Return each line in the rows below that contains the word "umbel", copied in full.

## Excerpted records

-*-

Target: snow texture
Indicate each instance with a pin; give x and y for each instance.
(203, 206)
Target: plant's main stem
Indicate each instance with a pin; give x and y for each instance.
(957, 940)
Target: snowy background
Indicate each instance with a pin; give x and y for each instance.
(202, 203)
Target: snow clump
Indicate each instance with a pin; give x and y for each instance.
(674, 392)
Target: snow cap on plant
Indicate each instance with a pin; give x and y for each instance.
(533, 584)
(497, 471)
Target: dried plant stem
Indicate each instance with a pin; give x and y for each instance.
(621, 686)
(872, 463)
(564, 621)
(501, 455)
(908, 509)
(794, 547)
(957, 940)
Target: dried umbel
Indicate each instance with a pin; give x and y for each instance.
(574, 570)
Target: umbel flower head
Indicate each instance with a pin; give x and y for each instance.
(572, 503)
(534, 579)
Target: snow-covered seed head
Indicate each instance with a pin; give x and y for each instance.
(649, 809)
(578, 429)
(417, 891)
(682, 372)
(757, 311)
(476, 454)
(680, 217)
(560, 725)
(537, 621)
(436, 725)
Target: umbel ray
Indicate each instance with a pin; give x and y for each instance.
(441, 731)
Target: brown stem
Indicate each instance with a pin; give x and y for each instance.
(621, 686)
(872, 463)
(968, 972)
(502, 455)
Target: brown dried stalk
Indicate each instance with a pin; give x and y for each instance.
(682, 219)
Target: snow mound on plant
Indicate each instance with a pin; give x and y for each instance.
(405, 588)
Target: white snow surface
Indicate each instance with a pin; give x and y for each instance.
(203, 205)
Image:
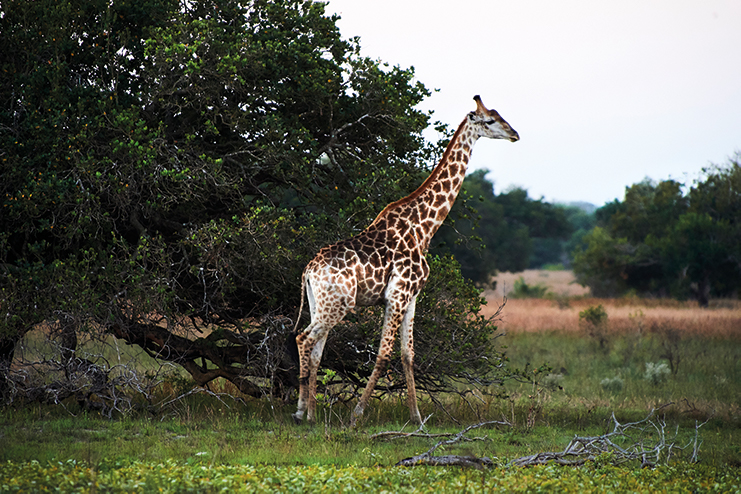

-*-

## Finished answer
Target: dried umbel
Target: umbel flower head
Target: umbel ray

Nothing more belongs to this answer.